Exact reproduction of every record is required, and pictures are to be excluded.

[Opening Data records section]

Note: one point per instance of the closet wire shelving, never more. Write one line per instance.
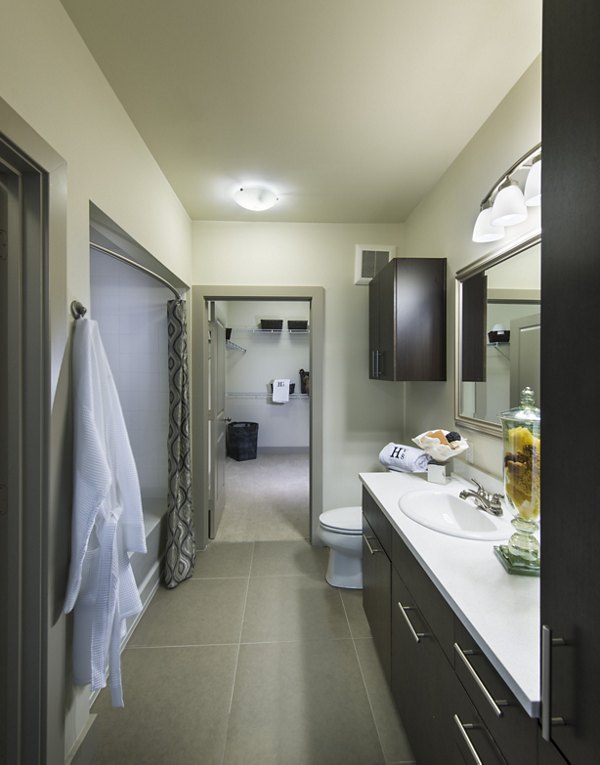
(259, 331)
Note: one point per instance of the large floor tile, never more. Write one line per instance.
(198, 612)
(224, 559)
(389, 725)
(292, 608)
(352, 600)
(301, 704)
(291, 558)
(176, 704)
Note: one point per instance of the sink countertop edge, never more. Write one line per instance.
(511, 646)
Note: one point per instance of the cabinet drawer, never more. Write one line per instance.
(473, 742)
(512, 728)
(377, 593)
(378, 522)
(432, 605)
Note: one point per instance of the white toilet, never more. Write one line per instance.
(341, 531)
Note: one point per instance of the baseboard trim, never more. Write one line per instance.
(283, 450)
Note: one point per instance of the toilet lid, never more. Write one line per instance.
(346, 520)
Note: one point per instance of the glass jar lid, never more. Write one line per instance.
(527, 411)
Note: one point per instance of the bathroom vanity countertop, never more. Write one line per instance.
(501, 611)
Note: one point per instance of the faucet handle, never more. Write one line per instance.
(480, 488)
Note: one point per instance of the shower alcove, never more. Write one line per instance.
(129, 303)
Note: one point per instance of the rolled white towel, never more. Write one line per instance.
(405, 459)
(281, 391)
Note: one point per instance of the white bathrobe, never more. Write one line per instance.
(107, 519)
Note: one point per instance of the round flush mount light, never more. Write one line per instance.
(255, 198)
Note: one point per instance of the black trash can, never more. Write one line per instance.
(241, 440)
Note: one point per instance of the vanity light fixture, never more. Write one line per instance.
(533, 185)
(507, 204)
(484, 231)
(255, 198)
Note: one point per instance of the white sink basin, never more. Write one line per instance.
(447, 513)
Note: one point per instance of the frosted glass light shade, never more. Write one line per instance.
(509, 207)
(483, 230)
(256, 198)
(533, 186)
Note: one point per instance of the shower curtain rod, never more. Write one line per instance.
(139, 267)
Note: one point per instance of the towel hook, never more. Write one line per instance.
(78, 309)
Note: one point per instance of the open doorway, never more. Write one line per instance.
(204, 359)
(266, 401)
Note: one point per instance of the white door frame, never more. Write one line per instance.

[Closing Data records section]

Exercise solution
Note: one point per instance of the closet wire shelving, never more. Write one line per instance.
(259, 331)
Note: one point per instance of the large floor tile, never more. Write one line per instance.
(198, 612)
(224, 559)
(389, 725)
(292, 608)
(352, 600)
(301, 704)
(291, 558)
(176, 704)
Note: one point per instance of the sink countertop edge, never more. Write one line per instance.
(511, 646)
Note: one point per instance of the cabinet drawer, never more. Write one line per instance.
(473, 742)
(512, 728)
(377, 593)
(378, 522)
(432, 605)
Note: one point per instance of the white toilet, never more. Write one line per instance.
(341, 531)
Note: one point per instance of the baseboard trim, never more. Write one line per instance.
(283, 450)
Note: one point per instance of the toilet lid, never more. Write one line per instance.
(346, 520)
Note: one point per instance of the glass jar lid, never more. Write one line per instance.
(527, 411)
Note: one point per instance of the bathroom vanity countertop, never more. Write one line per instance.
(501, 611)
Note: one point per instance of the faucet handle, never more. Write one line per instance.
(480, 488)
Note: one point per instance of the shower alcove, never more. Write one line per instance.
(129, 303)
Note: one point per instance of the rolled white towel, never more. Write one line per instance.
(405, 459)
(281, 391)
Note: one point per instance of the white bathrobe, never more. Write one line per instance.
(107, 519)
Note: one point per instance of the round flush mount light, never more. Write one line per instance.
(255, 198)
Note: one point per instance of the black trash can, never more. Write one line per instance.
(241, 440)
Note: one point per instance of the vanity light fixture, never more. Write one line per instance.
(533, 185)
(507, 204)
(484, 231)
(255, 198)
Note: one point per instance of the white sink basin, never more. Write one line per instance.
(447, 513)
Note: one point per instance of the frosted glass light shade, never more. Write one line per instance.
(509, 207)
(483, 230)
(256, 198)
(533, 186)
Note: one point per instance of the shower curtain rod, never more. Write one line per instance.
(139, 267)
Note: one point per instance of the towel hook, never more. Write one line per instance.
(78, 309)
Note: one point per instance of the open doorway, never more. Write one line per instance.
(204, 359)
(266, 401)
Note: one point per instance of the white door frame, never more. Write one line per instance.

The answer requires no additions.